Assignment: Every line from the one that includes "Point to the glass light shade." to the end of the entries should be written out exactly, with the first and last included.

Records shown:
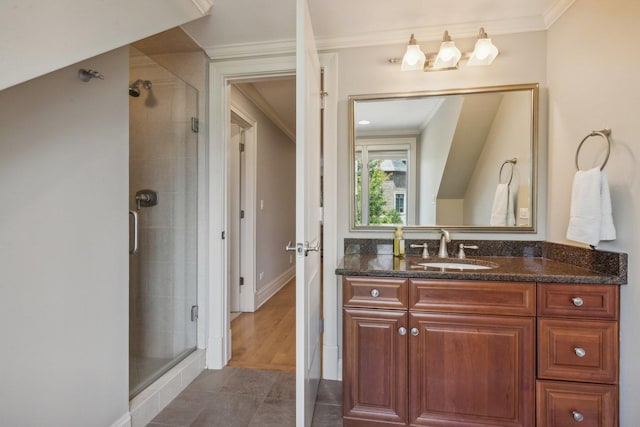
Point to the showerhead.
(134, 89)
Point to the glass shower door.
(163, 196)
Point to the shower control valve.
(146, 198)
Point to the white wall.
(64, 248)
(39, 37)
(275, 186)
(435, 146)
(593, 83)
(366, 70)
(509, 137)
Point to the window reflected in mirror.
(437, 159)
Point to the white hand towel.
(590, 218)
(500, 205)
(511, 213)
(607, 229)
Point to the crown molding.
(204, 6)
(254, 96)
(245, 50)
(381, 38)
(556, 11)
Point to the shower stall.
(163, 147)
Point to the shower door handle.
(135, 247)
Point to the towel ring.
(604, 133)
(513, 164)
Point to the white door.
(307, 217)
(235, 197)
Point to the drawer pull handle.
(580, 352)
(577, 416)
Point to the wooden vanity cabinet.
(460, 353)
(374, 355)
(578, 353)
(445, 359)
(472, 361)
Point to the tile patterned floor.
(237, 397)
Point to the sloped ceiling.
(39, 37)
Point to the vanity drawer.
(566, 404)
(472, 296)
(578, 351)
(595, 301)
(375, 292)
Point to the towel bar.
(604, 133)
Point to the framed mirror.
(462, 159)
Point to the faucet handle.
(461, 254)
(425, 249)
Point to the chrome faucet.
(444, 238)
(425, 249)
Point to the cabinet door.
(374, 379)
(470, 370)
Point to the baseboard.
(330, 362)
(124, 421)
(145, 406)
(263, 295)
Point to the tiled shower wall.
(163, 157)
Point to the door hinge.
(323, 99)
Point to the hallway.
(238, 397)
(257, 388)
(266, 339)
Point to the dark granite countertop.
(509, 268)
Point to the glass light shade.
(484, 53)
(448, 56)
(413, 58)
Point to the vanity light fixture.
(448, 56)
(414, 57)
(485, 52)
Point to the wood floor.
(266, 339)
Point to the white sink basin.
(452, 265)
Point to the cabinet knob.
(577, 416)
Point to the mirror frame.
(532, 87)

Exercise result:
Point to the glass light shade.
(484, 53)
(448, 56)
(413, 58)
Point to the vanity light fixture.
(448, 56)
(414, 57)
(485, 52)
Point to the wood floor.
(266, 339)
Point to the white sink basin.
(452, 265)
Point to the cabinet knob.
(577, 416)
Point to the mirror frame.
(532, 87)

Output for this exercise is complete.